[Source data]
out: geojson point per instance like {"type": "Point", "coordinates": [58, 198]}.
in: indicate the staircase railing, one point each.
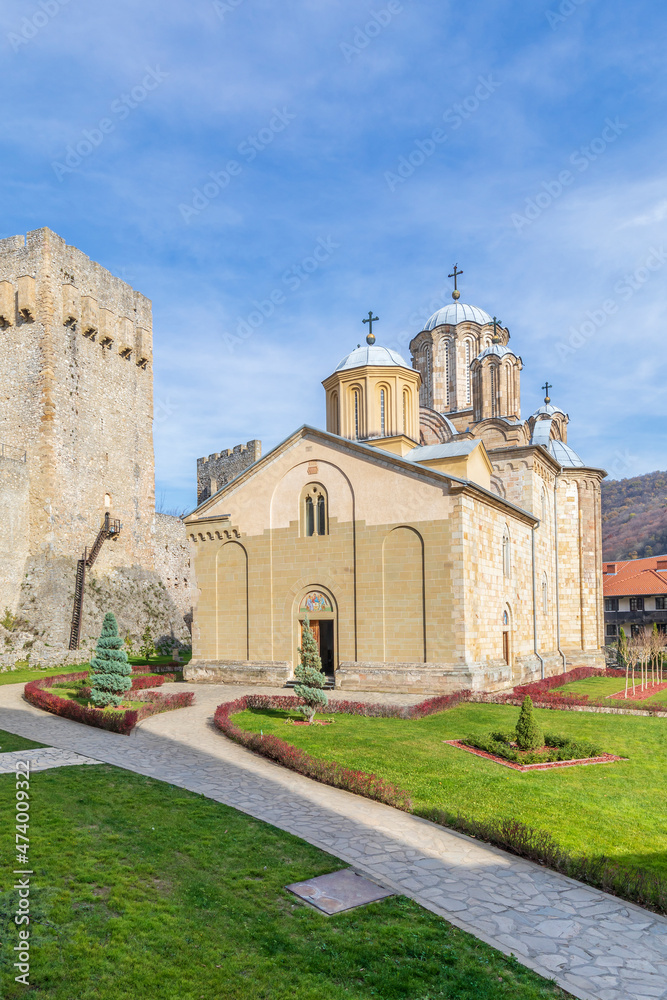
{"type": "Point", "coordinates": [110, 529]}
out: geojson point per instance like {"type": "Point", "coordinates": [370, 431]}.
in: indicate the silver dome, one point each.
{"type": "Point", "coordinates": [457, 312]}
{"type": "Point", "coordinates": [372, 355]}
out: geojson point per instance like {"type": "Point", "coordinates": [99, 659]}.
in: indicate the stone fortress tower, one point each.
{"type": "Point", "coordinates": [76, 439]}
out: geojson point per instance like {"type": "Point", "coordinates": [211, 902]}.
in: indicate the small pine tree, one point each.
{"type": "Point", "coordinates": [310, 676]}
{"type": "Point", "coordinates": [109, 678]}
{"type": "Point", "coordinates": [529, 736]}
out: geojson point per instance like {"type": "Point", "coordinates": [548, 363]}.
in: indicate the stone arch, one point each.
{"type": "Point", "coordinates": [232, 636]}
{"type": "Point", "coordinates": [404, 625]}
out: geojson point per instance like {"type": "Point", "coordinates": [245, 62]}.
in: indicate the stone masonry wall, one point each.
{"type": "Point", "coordinates": [220, 468]}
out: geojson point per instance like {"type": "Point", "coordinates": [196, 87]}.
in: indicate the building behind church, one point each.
{"type": "Point", "coordinates": [434, 539]}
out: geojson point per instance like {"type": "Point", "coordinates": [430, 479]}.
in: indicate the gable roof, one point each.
{"type": "Point", "coordinates": [368, 453]}
{"type": "Point", "coordinates": [632, 577]}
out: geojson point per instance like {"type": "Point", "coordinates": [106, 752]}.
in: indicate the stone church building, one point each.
{"type": "Point", "coordinates": [435, 539]}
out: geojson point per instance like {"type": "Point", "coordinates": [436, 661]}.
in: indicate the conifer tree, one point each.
{"type": "Point", "coordinates": [310, 676]}
{"type": "Point", "coordinates": [110, 675]}
{"type": "Point", "coordinates": [529, 736]}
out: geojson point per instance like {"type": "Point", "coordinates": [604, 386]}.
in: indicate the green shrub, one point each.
{"type": "Point", "coordinates": [110, 675]}
{"type": "Point", "coordinates": [310, 676]}
{"type": "Point", "coordinates": [529, 736]}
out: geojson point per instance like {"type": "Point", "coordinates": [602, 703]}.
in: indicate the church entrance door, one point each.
{"type": "Point", "coordinates": [323, 634]}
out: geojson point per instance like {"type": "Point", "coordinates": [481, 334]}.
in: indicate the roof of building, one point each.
{"type": "Point", "coordinates": [372, 355]}
{"type": "Point", "coordinates": [635, 577]}
{"type": "Point", "coordinates": [429, 452]}
{"type": "Point", "coordinates": [497, 350]}
{"type": "Point", "coordinates": [457, 312]}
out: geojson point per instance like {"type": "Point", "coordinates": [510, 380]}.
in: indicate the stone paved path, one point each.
{"type": "Point", "coordinates": [42, 759]}
{"type": "Point", "coordinates": [595, 946]}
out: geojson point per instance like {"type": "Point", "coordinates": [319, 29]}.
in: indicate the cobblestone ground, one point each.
{"type": "Point", "coordinates": [593, 945]}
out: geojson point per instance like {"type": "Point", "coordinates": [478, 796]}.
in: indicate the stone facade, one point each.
{"type": "Point", "coordinates": [220, 468]}
{"type": "Point", "coordinates": [76, 419]}
{"type": "Point", "coordinates": [466, 555]}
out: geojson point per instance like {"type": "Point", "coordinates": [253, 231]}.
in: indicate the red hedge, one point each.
{"type": "Point", "coordinates": [328, 772]}
{"type": "Point", "coordinates": [37, 693]}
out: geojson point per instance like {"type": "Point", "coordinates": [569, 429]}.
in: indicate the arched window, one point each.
{"type": "Point", "coordinates": [468, 359]}
{"type": "Point", "coordinates": [335, 418]}
{"type": "Point", "coordinates": [315, 515]}
{"type": "Point", "coordinates": [507, 553]}
{"type": "Point", "coordinates": [425, 391]}
{"type": "Point", "coordinates": [356, 399]}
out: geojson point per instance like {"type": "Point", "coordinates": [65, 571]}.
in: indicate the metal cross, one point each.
{"type": "Point", "coordinates": [371, 319]}
{"type": "Point", "coordinates": [455, 275]}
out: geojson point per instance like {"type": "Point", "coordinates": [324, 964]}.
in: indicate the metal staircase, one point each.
{"type": "Point", "coordinates": [110, 529]}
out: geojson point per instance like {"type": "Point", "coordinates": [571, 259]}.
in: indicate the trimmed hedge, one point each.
{"type": "Point", "coordinates": [328, 772]}
{"type": "Point", "coordinates": [37, 693]}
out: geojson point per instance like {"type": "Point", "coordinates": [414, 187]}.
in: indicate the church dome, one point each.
{"type": "Point", "coordinates": [457, 312]}
{"type": "Point", "coordinates": [499, 350]}
{"type": "Point", "coordinates": [372, 355]}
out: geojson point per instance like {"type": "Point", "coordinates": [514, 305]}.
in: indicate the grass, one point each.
{"type": "Point", "coordinates": [73, 693]}
{"type": "Point", "coordinates": [10, 742]}
{"type": "Point", "coordinates": [142, 889]}
{"type": "Point", "coordinates": [22, 676]}
{"type": "Point", "coordinates": [602, 687]}
{"type": "Point", "coordinates": [612, 809]}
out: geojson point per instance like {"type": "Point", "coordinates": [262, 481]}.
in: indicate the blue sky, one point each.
{"type": "Point", "coordinates": [340, 156]}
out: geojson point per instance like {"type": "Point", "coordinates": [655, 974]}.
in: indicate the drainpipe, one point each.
{"type": "Point", "coordinates": [557, 589]}
{"type": "Point", "coordinates": [542, 671]}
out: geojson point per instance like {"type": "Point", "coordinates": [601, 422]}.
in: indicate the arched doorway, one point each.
{"type": "Point", "coordinates": [320, 608]}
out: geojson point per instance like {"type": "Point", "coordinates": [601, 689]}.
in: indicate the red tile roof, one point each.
{"type": "Point", "coordinates": [635, 577]}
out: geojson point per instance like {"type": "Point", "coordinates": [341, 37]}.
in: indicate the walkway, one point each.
{"type": "Point", "coordinates": [593, 945]}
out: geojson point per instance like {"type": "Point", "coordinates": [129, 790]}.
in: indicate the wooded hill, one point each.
{"type": "Point", "coordinates": [634, 516]}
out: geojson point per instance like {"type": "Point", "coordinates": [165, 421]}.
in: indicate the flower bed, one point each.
{"type": "Point", "coordinates": [328, 772]}
{"type": "Point", "coordinates": [115, 720]}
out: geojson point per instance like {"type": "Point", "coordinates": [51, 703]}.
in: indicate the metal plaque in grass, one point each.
{"type": "Point", "coordinates": [338, 891]}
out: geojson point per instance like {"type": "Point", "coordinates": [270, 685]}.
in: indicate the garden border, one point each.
{"type": "Point", "coordinates": [37, 694]}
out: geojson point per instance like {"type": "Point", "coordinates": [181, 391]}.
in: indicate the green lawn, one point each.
{"type": "Point", "coordinates": [22, 676]}
{"type": "Point", "coordinates": [9, 742]}
{"type": "Point", "coordinates": [615, 809]}
{"type": "Point", "coordinates": [142, 889]}
{"type": "Point", "coordinates": [603, 687]}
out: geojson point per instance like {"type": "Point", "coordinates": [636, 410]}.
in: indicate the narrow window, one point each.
{"type": "Point", "coordinates": [321, 516]}
{"type": "Point", "coordinates": [310, 517]}
{"type": "Point", "coordinates": [507, 554]}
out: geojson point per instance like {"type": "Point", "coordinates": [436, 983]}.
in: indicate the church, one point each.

• [WHAT IS REQUIRED]:
With the pictures removed, return all the entries exactly.

• [WRITTEN SOLUTION]:
out: geojson point per instance like {"type": "Point", "coordinates": [58, 198]}.
in: indicate the staircase railing, one point each.
{"type": "Point", "coordinates": [110, 529]}
out: geojson point per instance like {"type": "Point", "coordinates": [370, 431]}.
in: indicate the silver dome, one point each.
{"type": "Point", "coordinates": [457, 312]}
{"type": "Point", "coordinates": [372, 355]}
out: geojson point per instance like {"type": "Point", "coordinates": [99, 659]}.
in: indicate the stone fortress tower, one point each.
{"type": "Point", "coordinates": [76, 439]}
out: geojson point per instance like {"type": "Point", "coordinates": [211, 902]}.
in: indicate the small pine tree, one point each.
{"type": "Point", "coordinates": [310, 676]}
{"type": "Point", "coordinates": [109, 678]}
{"type": "Point", "coordinates": [529, 736]}
out: geojson point per instance like {"type": "Point", "coordinates": [548, 363]}.
in: indicate the stone arch, one point each.
{"type": "Point", "coordinates": [232, 636]}
{"type": "Point", "coordinates": [404, 625]}
out: geojson point per instance like {"type": "Point", "coordinates": [245, 62]}.
in: indicate the stone masonry wall, one point each.
{"type": "Point", "coordinates": [220, 468]}
out: geojson point per instance like {"type": "Point", "coordinates": [196, 87]}.
in: indicate the building behind church, one point each.
{"type": "Point", "coordinates": [434, 539]}
out: geojson point per instance like {"type": "Point", "coordinates": [430, 479]}.
in: indicate the gable roof, one point each.
{"type": "Point", "coordinates": [368, 453]}
{"type": "Point", "coordinates": [632, 577]}
out: geojson point per instance like {"type": "Point", "coordinates": [106, 752]}.
in: indicate the stone church building, one point each.
{"type": "Point", "coordinates": [435, 539]}
out: geojson point per instance like {"type": "Point", "coordinates": [436, 661]}.
in: indicate the conifer tree, one point each.
{"type": "Point", "coordinates": [310, 676]}
{"type": "Point", "coordinates": [110, 675]}
{"type": "Point", "coordinates": [529, 736]}
out: geojson point per instance like {"type": "Point", "coordinates": [604, 386]}.
in: indicate the green shrub, one point each.
{"type": "Point", "coordinates": [110, 675]}
{"type": "Point", "coordinates": [310, 676]}
{"type": "Point", "coordinates": [529, 736]}
out: geojson point per instance like {"type": "Point", "coordinates": [602, 703]}.
in: indicate the church entrance door, one point each.
{"type": "Point", "coordinates": [323, 634]}
out: geojson point per instance like {"type": "Point", "coordinates": [481, 334]}.
in: indicate the roof of building, one point each.
{"type": "Point", "coordinates": [372, 355]}
{"type": "Point", "coordinates": [635, 577]}
{"type": "Point", "coordinates": [429, 452]}
{"type": "Point", "coordinates": [497, 350]}
{"type": "Point", "coordinates": [457, 312]}
out: geojson point per instance like {"type": "Point", "coordinates": [510, 380]}.
in: indicate the stone paved path, one point each.
{"type": "Point", "coordinates": [42, 759]}
{"type": "Point", "coordinates": [595, 946]}
out: geojson point per instance like {"type": "Point", "coordinates": [319, 29]}.
in: indicate the cobblestone ground, one point each.
{"type": "Point", "coordinates": [593, 945]}
out: geojson point per instance like {"type": "Point", "coordinates": [478, 796]}.
in: indicate the stone facade, one point each.
{"type": "Point", "coordinates": [220, 468]}
{"type": "Point", "coordinates": [76, 419]}
{"type": "Point", "coordinates": [466, 555]}
out: geojson point per instance like {"type": "Point", "coordinates": [253, 231]}.
in: indicate the red hedge, one point each.
{"type": "Point", "coordinates": [328, 772]}
{"type": "Point", "coordinates": [37, 693]}
out: geojson point per instance like {"type": "Point", "coordinates": [569, 429]}.
in: indicate the arched window, one point each.
{"type": "Point", "coordinates": [468, 359]}
{"type": "Point", "coordinates": [335, 418]}
{"type": "Point", "coordinates": [315, 515]}
{"type": "Point", "coordinates": [507, 553]}
{"type": "Point", "coordinates": [425, 391]}
{"type": "Point", "coordinates": [356, 399]}
out: geojson point per instance like {"type": "Point", "coordinates": [65, 571]}.
in: indicate the metal cross, one point each.
{"type": "Point", "coordinates": [371, 319]}
{"type": "Point", "coordinates": [455, 275]}
out: geojson point per instance like {"type": "Point", "coordinates": [324, 964]}.
in: indicate the metal staircase, one point each.
{"type": "Point", "coordinates": [110, 529]}
out: geojson point per instance like {"type": "Point", "coordinates": [571, 259]}.
in: indicate the trimmed hedge, one point each.
{"type": "Point", "coordinates": [328, 772]}
{"type": "Point", "coordinates": [37, 693]}
out: geojson point per instance like {"type": "Point", "coordinates": [414, 187]}.
in: indicate the church dome, one point each.
{"type": "Point", "coordinates": [457, 312]}
{"type": "Point", "coordinates": [499, 350]}
{"type": "Point", "coordinates": [372, 355]}
out: geojson point per instance like {"type": "Point", "coordinates": [514, 305]}.
in: indicate the grass, one point each.
{"type": "Point", "coordinates": [73, 693]}
{"type": "Point", "coordinates": [10, 742]}
{"type": "Point", "coordinates": [142, 889]}
{"type": "Point", "coordinates": [22, 676]}
{"type": "Point", "coordinates": [602, 687]}
{"type": "Point", "coordinates": [612, 809]}
out: geojson point per instance like {"type": "Point", "coordinates": [262, 481]}.
in: indicate the blue sky, one point each.
{"type": "Point", "coordinates": [340, 156]}
out: geojson point per instance like {"type": "Point", "coordinates": [655, 974]}.
in: indicate the drainpipe, one point each.
{"type": "Point", "coordinates": [557, 589]}
{"type": "Point", "coordinates": [542, 671]}
out: geojson point per instance like {"type": "Point", "coordinates": [601, 422]}.
in: indicate the arched doorway, one point each.
{"type": "Point", "coordinates": [320, 608]}
out: geojson point per instance like {"type": "Point", "coordinates": [601, 689]}.
in: indicate the red tile roof, one point each.
{"type": "Point", "coordinates": [635, 577]}
out: geojson point per instance like {"type": "Point", "coordinates": [341, 37]}.
in: indicate the walkway, one point each.
{"type": "Point", "coordinates": [593, 945]}
out: geojson point per instance like {"type": "Point", "coordinates": [129, 790]}.
in: indicate the wooded hill, one point each.
{"type": "Point", "coordinates": [634, 516]}
out: geojson point per instance like {"type": "Point", "coordinates": [165, 421]}.
in: indicate the flower bed, one point each.
{"type": "Point", "coordinates": [328, 772]}
{"type": "Point", "coordinates": [115, 720]}
out: geojson point per instance like {"type": "Point", "coordinates": [51, 703]}.
in: indicate the metal plaque in grass, one point each.
{"type": "Point", "coordinates": [338, 891]}
out: geojson point per instance like {"type": "Point", "coordinates": [270, 685]}.
in: indicate the garden border, one point each.
{"type": "Point", "coordinates": [37, 694]}
out: geojson point per instance like {"type": "Point", "coordinates": [181, 391]}.
in: indicate the green lawn, one point each.
{"type": "Point", "coordinates": [22, 676]}
{"type": "Point", "coordinates": [9, 742]}
{"type": "Point", "coordinates": [615, 809]}
{"type": "Point", "coordinates": [142, 889]}
{"type": "Point", "coordinates": [603, 687]}
out: geojson point per instance like {"type": "Point", "coordinates": [636, 410]}.
in: indicate the narrow window, one point each.
{"type": "Point", "coordinates": [321, 516]}
{"type": "Point", "coordinates": [310, 517]}
{"type": "Point", "coordinates": [507, 554]}
out: geojson point per instance like {"type": "Point", "coordinates": [436, 983]}.
in: indicate the church, one point each.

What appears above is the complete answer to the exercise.